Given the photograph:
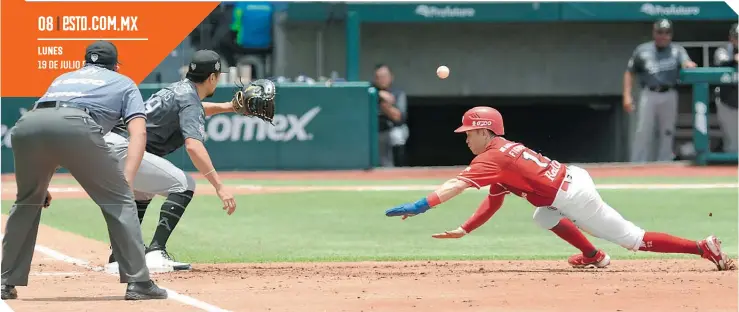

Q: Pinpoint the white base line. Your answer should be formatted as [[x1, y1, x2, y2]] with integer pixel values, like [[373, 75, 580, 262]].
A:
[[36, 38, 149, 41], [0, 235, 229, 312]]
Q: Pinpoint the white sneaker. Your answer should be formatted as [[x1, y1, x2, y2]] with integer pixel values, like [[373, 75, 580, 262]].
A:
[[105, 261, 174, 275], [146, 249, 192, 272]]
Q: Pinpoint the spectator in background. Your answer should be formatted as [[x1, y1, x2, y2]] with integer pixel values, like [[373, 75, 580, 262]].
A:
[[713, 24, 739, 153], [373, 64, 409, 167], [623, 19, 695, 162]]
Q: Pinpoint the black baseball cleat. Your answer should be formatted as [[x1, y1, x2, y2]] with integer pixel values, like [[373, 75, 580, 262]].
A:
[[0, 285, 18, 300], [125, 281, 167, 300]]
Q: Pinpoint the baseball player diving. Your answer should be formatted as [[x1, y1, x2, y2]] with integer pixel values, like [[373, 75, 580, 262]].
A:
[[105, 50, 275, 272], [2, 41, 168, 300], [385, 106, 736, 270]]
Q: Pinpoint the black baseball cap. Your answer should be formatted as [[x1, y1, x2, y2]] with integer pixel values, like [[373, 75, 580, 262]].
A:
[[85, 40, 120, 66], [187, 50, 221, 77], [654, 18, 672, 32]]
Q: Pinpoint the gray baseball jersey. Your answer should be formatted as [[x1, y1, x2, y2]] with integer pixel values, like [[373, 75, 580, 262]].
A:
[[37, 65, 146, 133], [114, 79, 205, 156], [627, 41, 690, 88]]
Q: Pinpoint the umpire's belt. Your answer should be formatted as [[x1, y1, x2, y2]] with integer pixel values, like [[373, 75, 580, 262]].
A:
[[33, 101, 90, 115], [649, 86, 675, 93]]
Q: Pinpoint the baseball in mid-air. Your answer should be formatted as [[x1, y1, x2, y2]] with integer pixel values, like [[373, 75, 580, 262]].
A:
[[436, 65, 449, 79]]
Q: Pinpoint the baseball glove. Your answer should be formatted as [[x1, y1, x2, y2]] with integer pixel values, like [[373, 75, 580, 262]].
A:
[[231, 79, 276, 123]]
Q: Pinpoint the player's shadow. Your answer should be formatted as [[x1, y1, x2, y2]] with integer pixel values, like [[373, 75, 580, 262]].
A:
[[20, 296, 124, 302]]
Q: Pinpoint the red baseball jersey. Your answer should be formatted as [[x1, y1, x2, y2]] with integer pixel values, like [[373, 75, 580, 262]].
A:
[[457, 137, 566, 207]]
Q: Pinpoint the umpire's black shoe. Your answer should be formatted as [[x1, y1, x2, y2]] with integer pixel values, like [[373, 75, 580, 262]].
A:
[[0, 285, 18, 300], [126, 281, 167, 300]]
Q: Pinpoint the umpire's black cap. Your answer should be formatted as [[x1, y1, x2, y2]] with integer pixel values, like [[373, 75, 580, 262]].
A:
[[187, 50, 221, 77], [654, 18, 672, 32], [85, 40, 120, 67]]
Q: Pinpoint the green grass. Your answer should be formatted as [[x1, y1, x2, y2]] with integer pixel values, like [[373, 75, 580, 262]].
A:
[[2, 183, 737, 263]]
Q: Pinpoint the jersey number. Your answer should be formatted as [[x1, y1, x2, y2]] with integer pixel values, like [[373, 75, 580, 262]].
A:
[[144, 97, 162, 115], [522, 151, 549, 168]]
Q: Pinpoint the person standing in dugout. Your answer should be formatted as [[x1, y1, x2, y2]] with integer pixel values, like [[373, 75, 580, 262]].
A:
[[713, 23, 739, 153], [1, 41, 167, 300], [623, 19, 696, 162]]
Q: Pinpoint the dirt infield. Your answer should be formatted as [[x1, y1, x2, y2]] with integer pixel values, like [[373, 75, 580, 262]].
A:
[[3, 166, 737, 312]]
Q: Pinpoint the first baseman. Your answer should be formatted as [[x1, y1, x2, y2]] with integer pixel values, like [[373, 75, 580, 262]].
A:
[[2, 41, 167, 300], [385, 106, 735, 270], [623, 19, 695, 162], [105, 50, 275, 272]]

────────

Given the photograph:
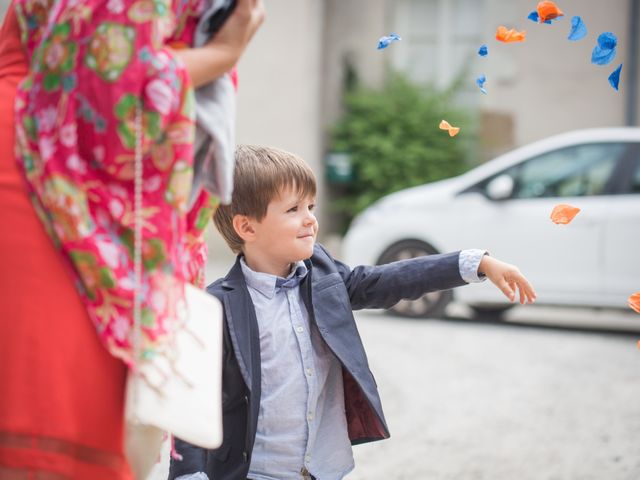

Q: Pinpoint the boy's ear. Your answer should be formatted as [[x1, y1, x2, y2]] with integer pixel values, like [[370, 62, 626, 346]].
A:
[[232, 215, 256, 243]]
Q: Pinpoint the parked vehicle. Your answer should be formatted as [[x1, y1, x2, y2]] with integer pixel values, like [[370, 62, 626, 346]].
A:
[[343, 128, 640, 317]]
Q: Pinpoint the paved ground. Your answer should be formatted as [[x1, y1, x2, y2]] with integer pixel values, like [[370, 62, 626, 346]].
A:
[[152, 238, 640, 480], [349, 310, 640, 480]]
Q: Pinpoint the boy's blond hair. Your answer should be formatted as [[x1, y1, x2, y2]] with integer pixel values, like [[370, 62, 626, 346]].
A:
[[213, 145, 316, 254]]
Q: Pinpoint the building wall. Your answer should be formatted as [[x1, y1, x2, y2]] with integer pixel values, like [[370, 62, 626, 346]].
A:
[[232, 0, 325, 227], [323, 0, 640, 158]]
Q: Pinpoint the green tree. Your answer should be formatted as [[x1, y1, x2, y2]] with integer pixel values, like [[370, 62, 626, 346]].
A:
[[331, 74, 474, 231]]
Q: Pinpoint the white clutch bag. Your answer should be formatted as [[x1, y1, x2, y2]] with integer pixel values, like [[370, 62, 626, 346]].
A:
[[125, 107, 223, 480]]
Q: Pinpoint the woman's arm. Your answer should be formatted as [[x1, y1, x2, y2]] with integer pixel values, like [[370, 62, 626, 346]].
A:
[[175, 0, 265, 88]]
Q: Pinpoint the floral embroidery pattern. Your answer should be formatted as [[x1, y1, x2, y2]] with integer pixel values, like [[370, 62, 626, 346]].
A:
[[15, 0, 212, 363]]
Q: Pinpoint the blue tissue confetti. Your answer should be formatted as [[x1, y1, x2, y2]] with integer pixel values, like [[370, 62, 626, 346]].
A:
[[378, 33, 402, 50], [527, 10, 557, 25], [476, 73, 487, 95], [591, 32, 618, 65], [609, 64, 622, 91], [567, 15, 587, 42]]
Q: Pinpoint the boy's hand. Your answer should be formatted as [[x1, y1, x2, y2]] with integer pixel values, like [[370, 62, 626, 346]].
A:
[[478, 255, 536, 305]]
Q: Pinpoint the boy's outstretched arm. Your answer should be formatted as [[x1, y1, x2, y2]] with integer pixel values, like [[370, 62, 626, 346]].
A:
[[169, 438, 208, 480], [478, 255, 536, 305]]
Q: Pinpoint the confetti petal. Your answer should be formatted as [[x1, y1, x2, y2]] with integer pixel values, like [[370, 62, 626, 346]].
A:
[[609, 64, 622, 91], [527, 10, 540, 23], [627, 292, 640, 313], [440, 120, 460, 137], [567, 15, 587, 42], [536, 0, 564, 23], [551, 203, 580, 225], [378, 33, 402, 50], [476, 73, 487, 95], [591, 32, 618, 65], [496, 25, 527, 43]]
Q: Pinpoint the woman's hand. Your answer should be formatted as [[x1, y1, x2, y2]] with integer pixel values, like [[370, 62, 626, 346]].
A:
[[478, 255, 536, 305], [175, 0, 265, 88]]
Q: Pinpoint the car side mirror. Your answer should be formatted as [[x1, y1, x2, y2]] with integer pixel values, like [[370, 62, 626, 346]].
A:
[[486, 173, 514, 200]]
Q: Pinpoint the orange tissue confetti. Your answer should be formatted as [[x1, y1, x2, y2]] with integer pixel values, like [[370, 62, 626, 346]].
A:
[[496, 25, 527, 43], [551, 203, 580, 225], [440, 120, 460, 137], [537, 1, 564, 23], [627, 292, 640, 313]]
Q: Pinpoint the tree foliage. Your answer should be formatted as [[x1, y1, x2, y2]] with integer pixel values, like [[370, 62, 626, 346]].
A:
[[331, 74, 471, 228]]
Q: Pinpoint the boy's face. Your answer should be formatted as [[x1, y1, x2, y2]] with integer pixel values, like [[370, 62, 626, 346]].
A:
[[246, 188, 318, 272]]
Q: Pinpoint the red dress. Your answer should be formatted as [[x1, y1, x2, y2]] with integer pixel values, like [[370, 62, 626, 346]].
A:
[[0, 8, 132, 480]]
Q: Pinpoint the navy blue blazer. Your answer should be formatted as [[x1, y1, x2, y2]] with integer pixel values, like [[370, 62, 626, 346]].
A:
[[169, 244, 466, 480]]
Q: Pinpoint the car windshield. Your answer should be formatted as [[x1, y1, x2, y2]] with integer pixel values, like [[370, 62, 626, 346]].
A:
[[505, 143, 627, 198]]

────────

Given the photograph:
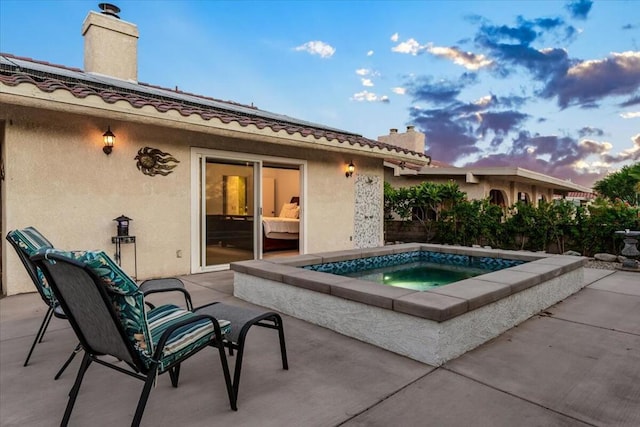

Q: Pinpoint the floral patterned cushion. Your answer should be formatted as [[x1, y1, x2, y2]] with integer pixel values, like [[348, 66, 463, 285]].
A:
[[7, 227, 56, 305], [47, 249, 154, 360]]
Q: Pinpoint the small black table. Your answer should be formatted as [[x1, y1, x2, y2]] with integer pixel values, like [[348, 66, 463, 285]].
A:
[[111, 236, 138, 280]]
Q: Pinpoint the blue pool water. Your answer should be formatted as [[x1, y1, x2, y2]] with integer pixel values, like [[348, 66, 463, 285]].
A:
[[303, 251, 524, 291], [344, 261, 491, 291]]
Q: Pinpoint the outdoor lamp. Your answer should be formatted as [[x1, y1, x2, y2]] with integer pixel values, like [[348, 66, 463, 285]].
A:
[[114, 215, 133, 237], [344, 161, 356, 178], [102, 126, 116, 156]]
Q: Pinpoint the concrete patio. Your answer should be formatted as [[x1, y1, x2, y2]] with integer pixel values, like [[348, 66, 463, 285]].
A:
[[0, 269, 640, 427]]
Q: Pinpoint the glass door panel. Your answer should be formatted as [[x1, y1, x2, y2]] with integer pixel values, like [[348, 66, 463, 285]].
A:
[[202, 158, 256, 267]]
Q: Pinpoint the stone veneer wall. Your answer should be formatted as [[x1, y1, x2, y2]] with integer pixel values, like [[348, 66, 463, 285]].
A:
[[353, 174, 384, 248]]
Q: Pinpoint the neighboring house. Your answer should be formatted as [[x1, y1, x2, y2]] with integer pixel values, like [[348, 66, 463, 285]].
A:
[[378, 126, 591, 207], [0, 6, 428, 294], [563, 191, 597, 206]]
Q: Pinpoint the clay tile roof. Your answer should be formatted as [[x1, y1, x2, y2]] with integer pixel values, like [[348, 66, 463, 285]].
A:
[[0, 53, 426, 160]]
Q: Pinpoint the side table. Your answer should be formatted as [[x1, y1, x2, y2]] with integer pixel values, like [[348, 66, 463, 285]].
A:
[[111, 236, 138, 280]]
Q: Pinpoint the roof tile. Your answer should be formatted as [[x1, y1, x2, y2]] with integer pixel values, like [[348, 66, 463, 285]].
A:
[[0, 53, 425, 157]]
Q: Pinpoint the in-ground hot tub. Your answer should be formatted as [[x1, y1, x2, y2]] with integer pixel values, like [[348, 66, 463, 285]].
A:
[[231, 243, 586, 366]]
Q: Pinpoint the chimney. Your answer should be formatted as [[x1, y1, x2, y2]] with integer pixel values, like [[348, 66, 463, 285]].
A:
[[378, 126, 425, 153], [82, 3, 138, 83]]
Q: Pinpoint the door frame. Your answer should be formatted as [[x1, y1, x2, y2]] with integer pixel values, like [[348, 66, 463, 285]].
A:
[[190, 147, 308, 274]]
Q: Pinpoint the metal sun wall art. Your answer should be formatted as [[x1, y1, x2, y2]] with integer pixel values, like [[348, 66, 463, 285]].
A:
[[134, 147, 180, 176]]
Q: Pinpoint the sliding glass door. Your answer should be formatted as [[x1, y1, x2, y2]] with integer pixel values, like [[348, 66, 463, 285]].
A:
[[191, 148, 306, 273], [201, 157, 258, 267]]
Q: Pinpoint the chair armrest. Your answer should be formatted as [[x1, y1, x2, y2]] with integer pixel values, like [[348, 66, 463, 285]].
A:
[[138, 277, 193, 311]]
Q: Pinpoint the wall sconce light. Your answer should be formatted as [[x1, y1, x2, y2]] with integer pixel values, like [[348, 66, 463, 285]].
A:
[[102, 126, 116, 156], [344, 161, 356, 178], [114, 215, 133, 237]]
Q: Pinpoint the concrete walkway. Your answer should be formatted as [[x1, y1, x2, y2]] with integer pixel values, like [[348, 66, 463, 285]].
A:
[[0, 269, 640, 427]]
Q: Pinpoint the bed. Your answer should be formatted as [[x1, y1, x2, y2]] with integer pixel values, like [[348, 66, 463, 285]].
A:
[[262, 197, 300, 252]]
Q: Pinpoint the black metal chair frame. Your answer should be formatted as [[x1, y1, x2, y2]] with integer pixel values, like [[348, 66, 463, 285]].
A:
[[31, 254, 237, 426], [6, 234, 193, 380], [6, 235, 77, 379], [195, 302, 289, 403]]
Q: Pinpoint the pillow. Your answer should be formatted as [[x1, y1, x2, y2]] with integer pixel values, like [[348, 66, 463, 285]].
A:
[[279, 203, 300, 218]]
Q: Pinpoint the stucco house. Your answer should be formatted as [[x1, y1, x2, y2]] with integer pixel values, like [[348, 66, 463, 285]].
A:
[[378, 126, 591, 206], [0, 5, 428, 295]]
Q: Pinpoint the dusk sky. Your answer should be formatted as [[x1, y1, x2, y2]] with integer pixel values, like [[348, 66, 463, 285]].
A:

────────

**What is asked:** Copy out everything from the line containing "Q: Pinpoint the building" down to the line containing "[[478, 255, 536, 305]]", changing "Pinpoint" to "Locate" and leaving all else unchanged.

**Solution for this exercise:**
Q: Locate the building wall. Your answer should be formatted as [[x1, y1, x2, y2]] with integer pixel values, like [[370, 62, 626, 346]].
A:
[[232, 0, 325, 227], [323, 0, 640, 158]]
Q: Locate the green tree. Your answer should be formatted as [[x1, y1, x2, y2]] with integer pixel values, like [[370, 62, 626, 346]].
A:
[[331, 74, 474, 231]]
Q: Locate the white clutch bag. Your answer should be formatted as [[x1, y1, x2, y2]] with integer pixel values, like [[370, 62, 626, 346]].
A:
[[125, 107, 223, 480]]
Q: Locate the woman's arm. Your answer should be formatted as [[x1, y1, x2, y2]] with integer pixel values, like [[370, 62, 626, 346]].
A:
[[175, 0, 265, 88]]
Q: Locate the floral embroidery pattern. Your answer should be formatted as [[x1, y1, x2, y2]] with integer pixel values, like [[370, 62, 626, 346]].
A:
[[15, 0, 212, 363]]
Q: Locate the blue tissue confetti. Your answer should be formatted as [[x1, y1, x2, y2]] with integer pixel values, like [[370, 62, 626, 346]].
A:
[[378, 33, 402, 50], [527, 10, 557, 25], [476, 73, 487, 95], [591, 32, 618, 65], [609, 64, 622, 91], [567, 15, 587, 42]]
Q: Locate the boy's hand. Your answer should be formatted as [[x1, y1, x2, y2]] with integer pixel values, like [[370, 62, 626, 346]].
A:
[[478, 255, 536, 305]]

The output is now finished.